▸ **Things to do**:
• A. List the receptors that the passage below on biased allosteric mechanisms names as targets under investigation for G-protein-biased allosteric antagonists.
• B. Extend the passage below on biased allosteric mechanisms, picking up after its final sentence.

▸ **Exercise passage**:
Biased allosteric mechanisms

Allosteric sites can differentially modulate G-protein and β-arrestin coupling, enabling the development of biased agonists and antagonists with distinct therapeutic potential. Allosteric antagonists are compounds that inhibit GPCR activity by binding to intracellular allosteric sites. G-protein-biased allosteric antagonists are under investigation for several GPCRs, including CCR2, CCR7, CCR9, CXCR2, and β2AR. Interestingly, although having different chemical structures they exhibit strikingly similar binding positions on their respective receptors. On the other hand, positive allosteric modulators that target intracellular allosteric sites can enhance β-arrestin-mediated signaling pathways. SBI-553, an allosteric modulator of NTSR1, provides valuable insights into how allosteric modulation can selectively enhance β-arrestin-mediated signaling. Structural studies at high resolution have illuminated the intricate interactions between NTSR1 and GRK2. Allosteric agonists binding to intracellular sites can also promote G-protein signaling. PCO371 is a G-protein-biased allosteric agonist for the adenosine receptor A1, with the promise to improve cardiac contractility. Recent advances in structural biology have allowed researchers to visualize the binding of allosteric agonists like PCO371 to Gs-proteins, further elucidating biased signaling mechanisms.

▸ **Given records**:
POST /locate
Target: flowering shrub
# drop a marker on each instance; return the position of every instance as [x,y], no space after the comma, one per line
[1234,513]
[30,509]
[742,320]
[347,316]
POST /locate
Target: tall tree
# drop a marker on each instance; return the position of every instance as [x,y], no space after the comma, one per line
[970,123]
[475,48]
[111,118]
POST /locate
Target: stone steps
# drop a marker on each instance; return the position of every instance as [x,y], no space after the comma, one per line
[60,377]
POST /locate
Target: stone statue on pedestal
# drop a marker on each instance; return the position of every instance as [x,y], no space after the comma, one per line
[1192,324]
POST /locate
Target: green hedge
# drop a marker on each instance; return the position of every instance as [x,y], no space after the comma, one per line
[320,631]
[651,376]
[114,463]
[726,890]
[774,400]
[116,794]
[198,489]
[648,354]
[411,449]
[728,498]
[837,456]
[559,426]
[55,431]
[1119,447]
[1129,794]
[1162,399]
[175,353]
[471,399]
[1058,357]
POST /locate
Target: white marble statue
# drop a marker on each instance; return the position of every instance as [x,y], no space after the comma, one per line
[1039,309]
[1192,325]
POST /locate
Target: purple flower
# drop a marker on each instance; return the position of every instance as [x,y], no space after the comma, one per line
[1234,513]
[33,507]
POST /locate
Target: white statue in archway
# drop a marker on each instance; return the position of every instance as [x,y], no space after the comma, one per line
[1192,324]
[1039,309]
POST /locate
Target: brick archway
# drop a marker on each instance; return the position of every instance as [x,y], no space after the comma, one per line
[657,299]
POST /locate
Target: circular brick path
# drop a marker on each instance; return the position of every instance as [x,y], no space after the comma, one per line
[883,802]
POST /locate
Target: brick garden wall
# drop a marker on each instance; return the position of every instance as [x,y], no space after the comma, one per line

--

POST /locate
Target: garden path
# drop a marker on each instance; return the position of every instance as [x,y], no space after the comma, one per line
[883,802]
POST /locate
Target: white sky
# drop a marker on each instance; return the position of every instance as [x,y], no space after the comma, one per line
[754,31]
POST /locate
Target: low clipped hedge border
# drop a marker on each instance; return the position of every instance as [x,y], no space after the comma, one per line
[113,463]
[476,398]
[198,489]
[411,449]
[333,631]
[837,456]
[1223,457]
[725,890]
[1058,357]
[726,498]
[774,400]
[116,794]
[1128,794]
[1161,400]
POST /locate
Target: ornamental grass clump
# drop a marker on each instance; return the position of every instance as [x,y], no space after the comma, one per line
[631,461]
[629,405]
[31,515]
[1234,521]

▸ **Results of the exercise**:
• A. CCR2, CCR7, CCR9, CXCR2, β2AR

• B.
The process of designing and evaluating biased ligands for GPCRs is complex but essential for understanding their diverse signaling pathways. Advances in understanding the structural and mechanistic aspects of biased GPCR signaling are crucial for designing effective drug molecules. Additionally, considering conformational kinetics for coupling preference with downstream signaling components, such as β-arrestin and G-protein transducers, is important. Allosteric modulation is gaining prominence in GPCR therapeutics, with the discovery of an intracellular allosteric site common in class A and class B GPCRs, particularly in chemokine receptors. This site allows for the direct modulation of downstream receptor signaling in an allosteric manner. Biased allosteric modulators can enhance the safety and efficacy of GPCR-targeted therapeutics by selectively targeting specific signaling pathways. Notably, SBI-553 and PCO371 have been identified as BAMs with intracellular allosteric binding sites. These findings provide a comprehensive understanding of GPCR biased signaling induced by intracellular allosteric agonists and establish a strong foundation for developing biased drugs targeting GPCRs.